*** Block opens ***

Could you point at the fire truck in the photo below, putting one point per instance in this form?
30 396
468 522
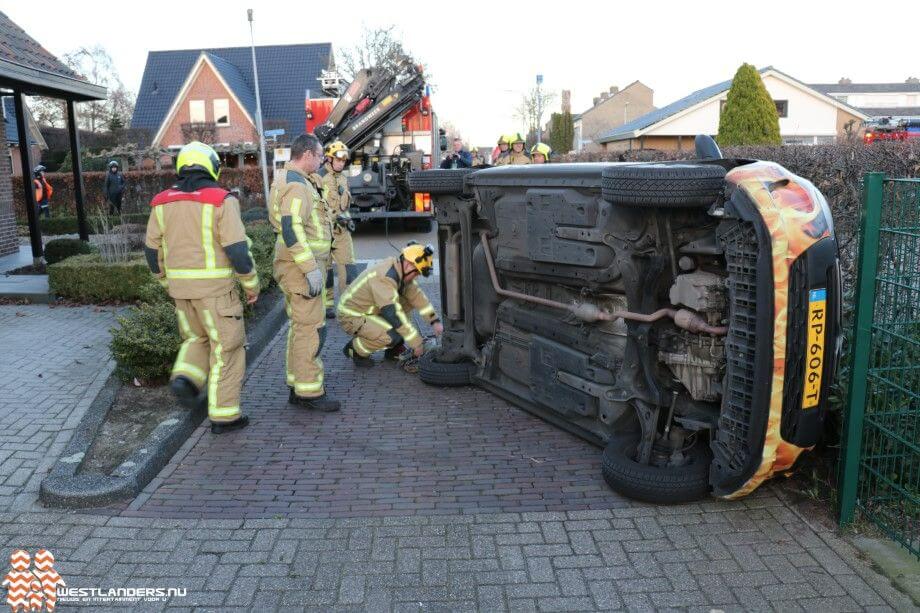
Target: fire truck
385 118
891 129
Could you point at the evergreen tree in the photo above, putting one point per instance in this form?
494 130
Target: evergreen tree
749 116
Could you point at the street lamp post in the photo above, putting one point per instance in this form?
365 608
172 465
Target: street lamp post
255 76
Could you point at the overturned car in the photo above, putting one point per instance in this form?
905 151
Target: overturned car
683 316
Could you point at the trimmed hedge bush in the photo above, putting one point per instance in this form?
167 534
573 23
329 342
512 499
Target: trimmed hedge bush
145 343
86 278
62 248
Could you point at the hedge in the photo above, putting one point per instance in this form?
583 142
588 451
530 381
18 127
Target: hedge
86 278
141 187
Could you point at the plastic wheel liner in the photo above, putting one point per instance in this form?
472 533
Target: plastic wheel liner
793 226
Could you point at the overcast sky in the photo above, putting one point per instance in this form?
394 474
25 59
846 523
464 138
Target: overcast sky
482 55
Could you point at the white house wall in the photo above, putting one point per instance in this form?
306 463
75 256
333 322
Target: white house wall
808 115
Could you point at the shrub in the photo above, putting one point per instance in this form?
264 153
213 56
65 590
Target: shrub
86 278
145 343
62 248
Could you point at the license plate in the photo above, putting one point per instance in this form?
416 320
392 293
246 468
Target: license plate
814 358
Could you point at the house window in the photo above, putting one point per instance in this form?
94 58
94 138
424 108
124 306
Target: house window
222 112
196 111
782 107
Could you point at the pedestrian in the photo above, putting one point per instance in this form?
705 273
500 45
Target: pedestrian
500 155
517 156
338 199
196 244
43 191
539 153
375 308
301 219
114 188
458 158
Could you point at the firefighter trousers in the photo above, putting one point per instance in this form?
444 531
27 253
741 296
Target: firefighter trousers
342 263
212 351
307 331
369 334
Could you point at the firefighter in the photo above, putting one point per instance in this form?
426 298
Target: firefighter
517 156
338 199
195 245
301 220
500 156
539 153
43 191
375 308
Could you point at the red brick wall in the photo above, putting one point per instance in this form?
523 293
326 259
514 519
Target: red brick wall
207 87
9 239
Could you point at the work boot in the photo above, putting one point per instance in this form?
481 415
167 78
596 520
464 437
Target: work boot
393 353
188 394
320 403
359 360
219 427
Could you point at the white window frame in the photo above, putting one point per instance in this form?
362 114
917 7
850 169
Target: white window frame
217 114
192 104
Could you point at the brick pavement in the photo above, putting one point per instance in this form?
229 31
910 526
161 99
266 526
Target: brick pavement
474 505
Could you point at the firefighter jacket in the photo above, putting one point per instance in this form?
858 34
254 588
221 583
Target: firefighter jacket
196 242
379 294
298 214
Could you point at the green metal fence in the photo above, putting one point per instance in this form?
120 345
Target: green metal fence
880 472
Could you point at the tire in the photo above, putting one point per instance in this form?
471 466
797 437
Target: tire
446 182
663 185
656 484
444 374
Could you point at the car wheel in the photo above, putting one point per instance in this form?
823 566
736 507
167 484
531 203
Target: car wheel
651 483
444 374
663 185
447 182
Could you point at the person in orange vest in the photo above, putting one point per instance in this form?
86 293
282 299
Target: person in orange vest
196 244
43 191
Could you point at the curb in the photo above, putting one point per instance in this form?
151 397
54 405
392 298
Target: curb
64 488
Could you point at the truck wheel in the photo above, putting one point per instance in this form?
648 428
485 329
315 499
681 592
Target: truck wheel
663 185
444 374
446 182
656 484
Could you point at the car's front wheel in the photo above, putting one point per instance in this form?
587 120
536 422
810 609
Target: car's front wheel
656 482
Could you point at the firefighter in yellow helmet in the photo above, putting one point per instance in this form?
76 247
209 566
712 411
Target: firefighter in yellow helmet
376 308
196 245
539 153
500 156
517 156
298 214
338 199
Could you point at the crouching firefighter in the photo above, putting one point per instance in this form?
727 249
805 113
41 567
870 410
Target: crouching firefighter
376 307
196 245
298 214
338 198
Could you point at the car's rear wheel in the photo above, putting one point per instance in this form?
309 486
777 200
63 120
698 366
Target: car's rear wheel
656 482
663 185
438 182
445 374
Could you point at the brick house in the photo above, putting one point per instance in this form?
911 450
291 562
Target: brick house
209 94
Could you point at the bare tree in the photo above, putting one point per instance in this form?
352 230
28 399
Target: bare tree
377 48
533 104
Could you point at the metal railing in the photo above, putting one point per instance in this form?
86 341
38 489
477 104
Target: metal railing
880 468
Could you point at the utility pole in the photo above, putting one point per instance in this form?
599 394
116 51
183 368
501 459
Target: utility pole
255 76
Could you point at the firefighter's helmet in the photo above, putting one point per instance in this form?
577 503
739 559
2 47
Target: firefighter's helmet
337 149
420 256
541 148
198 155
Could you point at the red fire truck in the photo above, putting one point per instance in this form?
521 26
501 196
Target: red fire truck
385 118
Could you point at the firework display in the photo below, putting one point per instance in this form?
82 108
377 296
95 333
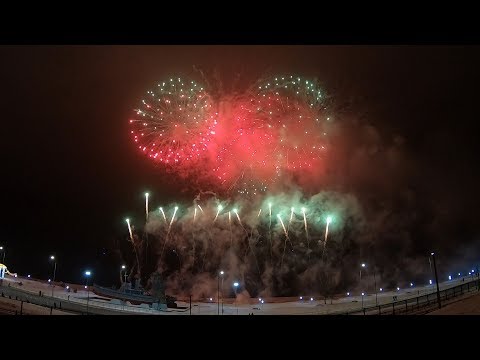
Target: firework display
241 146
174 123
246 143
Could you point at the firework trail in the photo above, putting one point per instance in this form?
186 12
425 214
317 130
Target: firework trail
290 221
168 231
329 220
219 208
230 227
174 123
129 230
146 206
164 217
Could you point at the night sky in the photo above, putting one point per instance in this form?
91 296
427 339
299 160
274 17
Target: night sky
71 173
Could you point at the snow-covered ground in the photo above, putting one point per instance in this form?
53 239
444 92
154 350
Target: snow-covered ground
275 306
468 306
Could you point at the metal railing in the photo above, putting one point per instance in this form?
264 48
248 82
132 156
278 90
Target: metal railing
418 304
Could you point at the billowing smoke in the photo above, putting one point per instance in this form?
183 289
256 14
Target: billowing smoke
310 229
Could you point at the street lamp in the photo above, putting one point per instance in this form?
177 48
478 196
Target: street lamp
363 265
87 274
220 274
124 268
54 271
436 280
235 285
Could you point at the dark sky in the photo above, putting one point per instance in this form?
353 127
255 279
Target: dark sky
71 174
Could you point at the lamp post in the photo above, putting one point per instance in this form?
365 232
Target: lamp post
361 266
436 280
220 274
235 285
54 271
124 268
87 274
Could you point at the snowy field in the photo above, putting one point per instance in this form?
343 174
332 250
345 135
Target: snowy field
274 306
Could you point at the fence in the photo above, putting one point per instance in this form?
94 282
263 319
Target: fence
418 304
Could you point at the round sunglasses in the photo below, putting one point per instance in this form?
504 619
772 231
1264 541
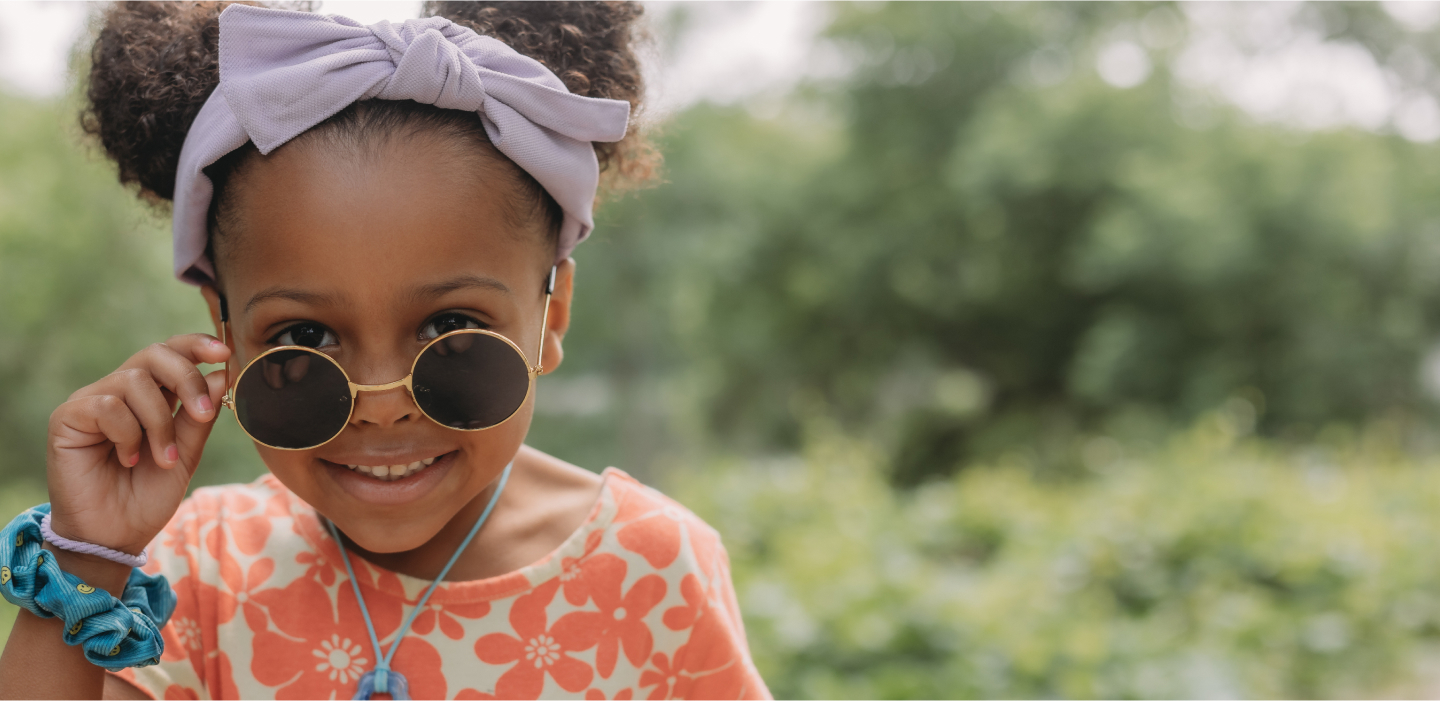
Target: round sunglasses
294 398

*** Block closes ***
*** Block opens ***

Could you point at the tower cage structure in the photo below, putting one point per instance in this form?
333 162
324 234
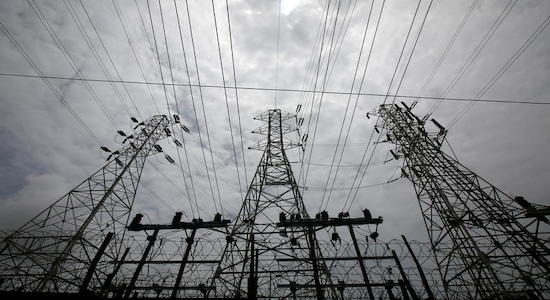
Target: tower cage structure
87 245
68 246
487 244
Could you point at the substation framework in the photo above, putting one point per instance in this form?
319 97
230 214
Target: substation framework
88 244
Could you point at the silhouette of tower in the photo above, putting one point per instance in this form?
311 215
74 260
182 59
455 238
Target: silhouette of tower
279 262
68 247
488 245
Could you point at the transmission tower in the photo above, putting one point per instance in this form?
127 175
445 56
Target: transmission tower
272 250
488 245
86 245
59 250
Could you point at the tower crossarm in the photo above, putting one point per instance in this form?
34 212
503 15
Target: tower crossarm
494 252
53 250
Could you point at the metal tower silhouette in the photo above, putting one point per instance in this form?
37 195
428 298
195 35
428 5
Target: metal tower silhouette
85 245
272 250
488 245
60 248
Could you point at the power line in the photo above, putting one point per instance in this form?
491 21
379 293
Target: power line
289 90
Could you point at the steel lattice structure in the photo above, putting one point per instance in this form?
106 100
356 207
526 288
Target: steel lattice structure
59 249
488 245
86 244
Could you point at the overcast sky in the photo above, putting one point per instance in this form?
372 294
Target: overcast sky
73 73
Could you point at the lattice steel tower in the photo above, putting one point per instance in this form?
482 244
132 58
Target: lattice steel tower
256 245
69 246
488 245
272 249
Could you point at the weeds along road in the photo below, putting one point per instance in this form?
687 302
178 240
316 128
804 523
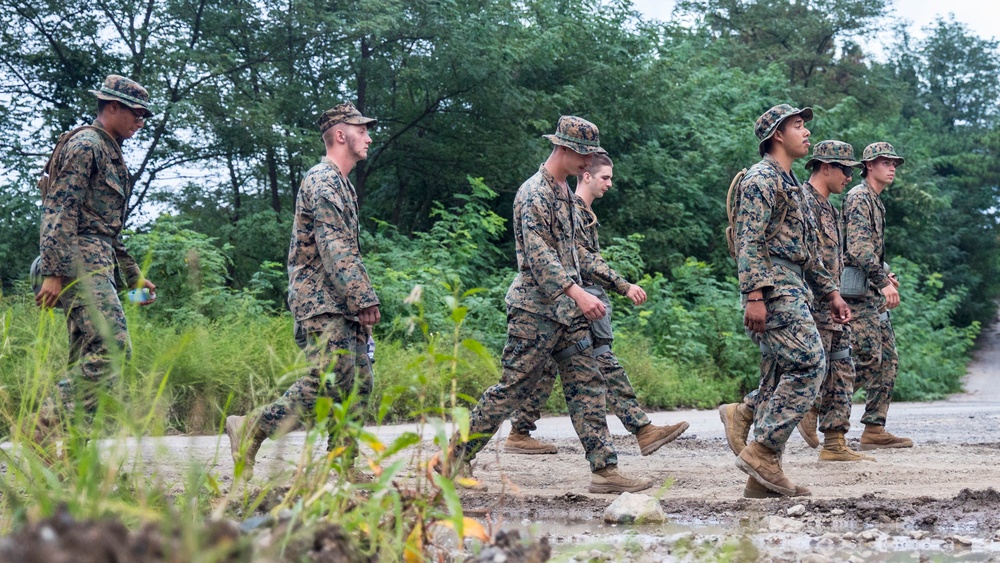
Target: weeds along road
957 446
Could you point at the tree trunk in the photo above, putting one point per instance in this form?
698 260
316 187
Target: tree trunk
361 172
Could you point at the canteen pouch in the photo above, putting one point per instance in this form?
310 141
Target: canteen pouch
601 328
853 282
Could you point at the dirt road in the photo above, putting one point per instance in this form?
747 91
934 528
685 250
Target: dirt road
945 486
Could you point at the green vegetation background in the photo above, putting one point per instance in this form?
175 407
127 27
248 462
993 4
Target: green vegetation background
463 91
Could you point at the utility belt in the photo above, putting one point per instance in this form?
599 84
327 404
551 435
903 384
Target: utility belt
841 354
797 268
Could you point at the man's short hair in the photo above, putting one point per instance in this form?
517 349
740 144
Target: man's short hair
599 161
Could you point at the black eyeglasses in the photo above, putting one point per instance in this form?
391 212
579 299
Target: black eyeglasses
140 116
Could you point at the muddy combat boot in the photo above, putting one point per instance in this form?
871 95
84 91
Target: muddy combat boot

*** Block closes ***
*** Block opens ***

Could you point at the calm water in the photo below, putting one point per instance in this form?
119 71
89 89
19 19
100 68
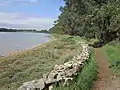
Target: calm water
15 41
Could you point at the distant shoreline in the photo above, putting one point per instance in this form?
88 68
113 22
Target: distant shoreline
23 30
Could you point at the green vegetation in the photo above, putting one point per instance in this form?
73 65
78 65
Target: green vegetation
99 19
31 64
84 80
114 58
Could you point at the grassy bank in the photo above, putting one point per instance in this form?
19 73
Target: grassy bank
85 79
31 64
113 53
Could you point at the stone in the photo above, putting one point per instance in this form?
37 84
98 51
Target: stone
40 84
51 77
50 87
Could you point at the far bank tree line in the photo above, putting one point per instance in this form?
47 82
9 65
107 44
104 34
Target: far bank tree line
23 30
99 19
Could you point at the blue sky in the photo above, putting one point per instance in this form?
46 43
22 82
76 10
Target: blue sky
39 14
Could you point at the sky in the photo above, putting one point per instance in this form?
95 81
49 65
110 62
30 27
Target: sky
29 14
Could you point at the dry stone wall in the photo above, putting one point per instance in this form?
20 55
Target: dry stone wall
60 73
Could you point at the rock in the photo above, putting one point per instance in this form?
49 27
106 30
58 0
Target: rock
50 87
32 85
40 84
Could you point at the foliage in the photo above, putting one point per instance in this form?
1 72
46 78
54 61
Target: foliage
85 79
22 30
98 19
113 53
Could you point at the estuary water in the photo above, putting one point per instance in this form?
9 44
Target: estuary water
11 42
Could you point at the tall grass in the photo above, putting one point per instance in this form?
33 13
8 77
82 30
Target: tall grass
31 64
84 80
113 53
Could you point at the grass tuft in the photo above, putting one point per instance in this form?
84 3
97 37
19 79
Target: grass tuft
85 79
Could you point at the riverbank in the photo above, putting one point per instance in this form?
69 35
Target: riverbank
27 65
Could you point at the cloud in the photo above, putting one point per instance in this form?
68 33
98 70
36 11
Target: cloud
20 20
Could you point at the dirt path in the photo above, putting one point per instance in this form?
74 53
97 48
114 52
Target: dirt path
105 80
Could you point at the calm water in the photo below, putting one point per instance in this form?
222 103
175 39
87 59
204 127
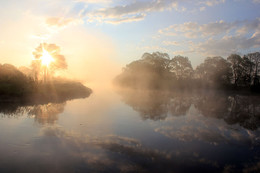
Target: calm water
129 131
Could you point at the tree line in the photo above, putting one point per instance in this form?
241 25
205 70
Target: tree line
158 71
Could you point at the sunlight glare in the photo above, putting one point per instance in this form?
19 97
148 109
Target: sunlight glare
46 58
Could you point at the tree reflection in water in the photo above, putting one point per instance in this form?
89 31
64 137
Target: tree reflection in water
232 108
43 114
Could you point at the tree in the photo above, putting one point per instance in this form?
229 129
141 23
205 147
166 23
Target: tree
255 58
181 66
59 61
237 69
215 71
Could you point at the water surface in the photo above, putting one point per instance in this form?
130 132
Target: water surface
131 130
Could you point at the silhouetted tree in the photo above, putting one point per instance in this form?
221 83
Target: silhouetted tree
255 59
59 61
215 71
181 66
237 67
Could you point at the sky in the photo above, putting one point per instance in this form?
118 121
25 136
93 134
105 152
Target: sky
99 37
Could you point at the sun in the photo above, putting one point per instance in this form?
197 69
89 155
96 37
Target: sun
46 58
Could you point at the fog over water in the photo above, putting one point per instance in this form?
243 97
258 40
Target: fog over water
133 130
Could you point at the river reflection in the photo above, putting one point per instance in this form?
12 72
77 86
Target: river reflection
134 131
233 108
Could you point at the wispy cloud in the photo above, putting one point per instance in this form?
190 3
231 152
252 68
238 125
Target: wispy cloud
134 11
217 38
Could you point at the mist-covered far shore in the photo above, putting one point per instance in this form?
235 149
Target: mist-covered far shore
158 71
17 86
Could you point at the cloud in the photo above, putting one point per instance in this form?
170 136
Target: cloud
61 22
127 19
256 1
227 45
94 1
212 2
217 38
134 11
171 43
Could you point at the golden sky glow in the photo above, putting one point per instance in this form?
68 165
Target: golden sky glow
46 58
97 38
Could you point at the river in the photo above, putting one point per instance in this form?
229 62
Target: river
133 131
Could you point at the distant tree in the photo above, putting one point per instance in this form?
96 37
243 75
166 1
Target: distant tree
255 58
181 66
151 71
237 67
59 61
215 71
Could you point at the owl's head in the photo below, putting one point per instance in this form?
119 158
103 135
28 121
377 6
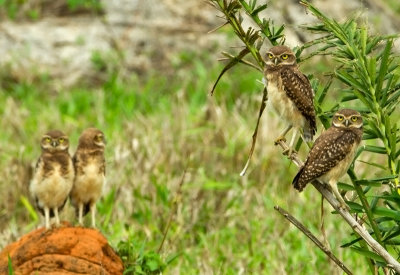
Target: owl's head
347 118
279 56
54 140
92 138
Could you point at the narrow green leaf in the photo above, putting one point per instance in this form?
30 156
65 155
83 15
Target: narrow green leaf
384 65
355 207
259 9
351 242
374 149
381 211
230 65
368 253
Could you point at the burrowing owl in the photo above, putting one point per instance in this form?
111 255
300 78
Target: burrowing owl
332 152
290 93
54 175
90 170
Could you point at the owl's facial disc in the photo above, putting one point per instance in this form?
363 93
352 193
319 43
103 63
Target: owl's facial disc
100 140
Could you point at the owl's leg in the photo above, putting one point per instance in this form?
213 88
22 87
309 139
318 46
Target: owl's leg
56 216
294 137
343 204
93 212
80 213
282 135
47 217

*** Block closes ***

Working from the entries above, return all lines that contain "below".

Could you point at the fire truck in the photo below, putting one point per instance in this form?
Could you point at the firework display in the photo below, putting one point per instance in this form?
Could you point at the round sunglasses in the photo below, putting one point per instance in this form?
Could you point at the tower cage structure in the photo below, putting one point per instance in this form?
Could you point at the weeds along road in the photo below, putting one point per instance in this form?
Could you point at the calm water in the photo below, putting one point per instance in this form?
Could you point at the calm water in the photo below, putting one point per instance in this form?
Could you point at the owl's head in the photo below, putting one point per instance in this form?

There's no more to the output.